TEXTAUSZUG:
OWi II: 3 x etwas zur Geschwindigkeitsüberschreitung, oder: Nachfahren, Provida, Toleranzwert, Vorsatz

Und dann hier ein paar Entscheidungen aus OWi-Verfahren, die Geschwindigkeitsüberschreitungen zum Gegenstand hatten, und zwar:

1. Bei einer Geschwindigkeitsmessung durch Nachfahren bei anschließendem Anhalten be-stimmt sich die prozessuale Tat nach § 264 StPO in erster Linie nach dem einem Betroffenen vorgeworfenen Fahrverhalten vor seiner Anhaltung. Exakte Tatzeit und exakter Tatort spielen eine untergeordnete Rolle.

ROHDATEN:
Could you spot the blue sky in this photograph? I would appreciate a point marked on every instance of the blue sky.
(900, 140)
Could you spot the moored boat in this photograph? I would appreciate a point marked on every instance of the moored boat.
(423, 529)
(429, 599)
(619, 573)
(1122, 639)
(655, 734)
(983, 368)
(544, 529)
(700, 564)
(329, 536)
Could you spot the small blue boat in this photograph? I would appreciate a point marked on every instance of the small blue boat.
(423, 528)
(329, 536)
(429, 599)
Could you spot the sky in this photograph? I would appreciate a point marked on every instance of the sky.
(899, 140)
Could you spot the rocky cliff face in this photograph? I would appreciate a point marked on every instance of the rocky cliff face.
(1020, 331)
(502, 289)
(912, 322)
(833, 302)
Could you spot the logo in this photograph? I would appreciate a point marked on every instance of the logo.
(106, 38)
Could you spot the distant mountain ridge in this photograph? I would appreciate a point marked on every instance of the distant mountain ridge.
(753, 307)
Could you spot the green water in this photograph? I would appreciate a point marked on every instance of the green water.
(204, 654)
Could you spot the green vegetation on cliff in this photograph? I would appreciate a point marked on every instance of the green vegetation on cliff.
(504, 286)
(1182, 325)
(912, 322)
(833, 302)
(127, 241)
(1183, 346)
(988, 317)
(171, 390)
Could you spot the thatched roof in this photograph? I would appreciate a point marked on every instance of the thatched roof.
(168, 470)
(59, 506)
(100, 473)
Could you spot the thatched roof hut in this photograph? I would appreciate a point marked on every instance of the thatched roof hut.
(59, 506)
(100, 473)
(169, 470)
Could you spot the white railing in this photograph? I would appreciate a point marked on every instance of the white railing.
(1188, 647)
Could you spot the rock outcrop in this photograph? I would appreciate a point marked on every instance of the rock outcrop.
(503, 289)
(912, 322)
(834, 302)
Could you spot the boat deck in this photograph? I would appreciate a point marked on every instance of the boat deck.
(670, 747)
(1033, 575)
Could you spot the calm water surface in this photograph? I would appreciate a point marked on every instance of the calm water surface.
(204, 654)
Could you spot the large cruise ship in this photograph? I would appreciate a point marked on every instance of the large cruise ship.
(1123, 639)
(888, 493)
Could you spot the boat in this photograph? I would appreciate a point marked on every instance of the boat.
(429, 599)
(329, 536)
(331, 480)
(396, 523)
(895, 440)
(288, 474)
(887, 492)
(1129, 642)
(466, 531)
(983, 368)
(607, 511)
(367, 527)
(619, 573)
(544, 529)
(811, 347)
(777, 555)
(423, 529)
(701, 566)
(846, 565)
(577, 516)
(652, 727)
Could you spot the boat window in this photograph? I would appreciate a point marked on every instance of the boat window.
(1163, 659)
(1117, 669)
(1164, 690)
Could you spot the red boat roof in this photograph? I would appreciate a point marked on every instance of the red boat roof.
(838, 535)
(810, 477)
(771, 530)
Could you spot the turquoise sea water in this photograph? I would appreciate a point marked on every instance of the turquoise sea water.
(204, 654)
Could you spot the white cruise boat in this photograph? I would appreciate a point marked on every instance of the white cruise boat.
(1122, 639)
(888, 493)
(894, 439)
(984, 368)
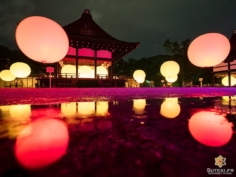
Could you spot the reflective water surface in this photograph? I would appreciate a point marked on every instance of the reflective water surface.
(139, 137)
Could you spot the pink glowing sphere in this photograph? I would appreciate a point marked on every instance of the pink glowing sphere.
(208, 50)
(210, 129)
(42, 39)
(41, 143)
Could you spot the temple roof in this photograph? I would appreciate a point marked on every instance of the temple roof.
(84, 32)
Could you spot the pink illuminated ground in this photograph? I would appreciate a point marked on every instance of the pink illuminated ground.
(58, 95)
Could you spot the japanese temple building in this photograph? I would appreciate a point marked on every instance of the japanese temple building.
(91, 49)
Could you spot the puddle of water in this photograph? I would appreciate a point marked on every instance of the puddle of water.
(141, 137)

AUFGABENSTELLUNG:
Schreib den Textauszug zu Geschwindigkeitsüberschreitungen erneut ab, beginnend bei den Worten „OWi II: 3 x“ und endend nach „eine untergeordnete Rolle.“. Tausche dabei „Nachfahren“ gegen „Hinterherfahren“ aus.

LÖSUNG:
OWi II: 3 x etwas zur Geschwindigkeitsüberschreitung, oder: Hinterherfahren, Provida, Toleranzwert, Vorsatz

Und dann hier ein paar Entscheidungen aus OWi-Verfahren, die Geschwindigkeitsüberschreitungen zum Gegenstand hatten, und zwar:

1. Bei einer Geschwindigkeitsmessung durch Hinterherfahren bei anschließendem Anhalten be-stimmt sich die prozessuale Tat nach § 264 StPO in erster Linie nach dem einem Betroffenen vorgeworfenen Fahrverhalten vor seiner Anhaltung. Exakte Tatzeit und exakter Tatort spielen eine untergeordnete Rolle.